_GOAL OF THE EXERCISE_
Find the line containing "with arms crossed", then output it and every line after it through the end of the listing below, exactly as written.

>> BEGIN

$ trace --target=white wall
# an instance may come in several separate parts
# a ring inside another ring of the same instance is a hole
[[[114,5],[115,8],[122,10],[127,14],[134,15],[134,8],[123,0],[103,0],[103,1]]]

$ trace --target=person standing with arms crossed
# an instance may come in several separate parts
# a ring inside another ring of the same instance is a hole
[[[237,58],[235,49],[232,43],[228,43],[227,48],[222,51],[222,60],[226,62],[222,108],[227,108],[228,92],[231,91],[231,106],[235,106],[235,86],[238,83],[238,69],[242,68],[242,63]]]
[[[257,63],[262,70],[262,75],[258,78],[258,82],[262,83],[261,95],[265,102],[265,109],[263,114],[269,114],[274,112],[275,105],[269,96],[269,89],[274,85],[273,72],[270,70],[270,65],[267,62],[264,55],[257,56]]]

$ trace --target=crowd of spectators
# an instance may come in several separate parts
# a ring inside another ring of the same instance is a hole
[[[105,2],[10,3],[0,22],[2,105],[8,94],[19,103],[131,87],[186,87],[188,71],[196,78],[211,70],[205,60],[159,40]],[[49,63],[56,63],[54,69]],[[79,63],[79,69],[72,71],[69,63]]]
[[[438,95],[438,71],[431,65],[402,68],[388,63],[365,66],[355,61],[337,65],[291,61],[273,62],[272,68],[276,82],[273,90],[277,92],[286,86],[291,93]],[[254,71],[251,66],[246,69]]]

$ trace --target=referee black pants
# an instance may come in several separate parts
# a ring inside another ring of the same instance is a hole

>> END

_EXERCISE RESPONSE_
$ trace --target=person standing with arms crossed
# an instance may come in several separate parts
# a ring inside another ring of the same instance is a hole
[[[237,58],[235,49],[232,43],[228,43],[227,48],[222,51],[222,60],[226,62],[222,108],[227,108],[228,92],[231,91],[231,106],[235,106],[235,86],[238,83],[238,69],[242,68],[242,63]]]
[[[257,63],[262,70],[262,75],[258,78],[258,82],[262,83],[261,95],[265,102],[265,109],[263,114],[269,114],[274,112],[275,105],[269,96],[269,89],[274,85],[273,72],[270,70],[270,65],[267,62],[264,55],[257,56]]]

$ trace --target=crowd of spectators
# an instance may come in several separate parts
# a ring inside another ring of the same instance is a hole
[[[105,2],[10,3],[0,22],[2,105],[8,94],[19,103],[131,87],[186,87],[188,71],[196,78],[211,70],[205,60],[159,40]],[[49,63],[56,63],[54,69]],[[79,63],[79,69],[72,71],[69,63]]]
[[[438,95],[438,71],[431,65],[402,68],[388,63],[365,66],[355,61],[337,65],[291,61],[273,62],[272,68],[276,82],[273,90],[277,92],[286,86],[291,93]],[[254,71],[251,66],[246,69]]]

$ trace --target=referee black pants
# an instance may come in several separate parts
# a ring inside another ring of the same instance is a hole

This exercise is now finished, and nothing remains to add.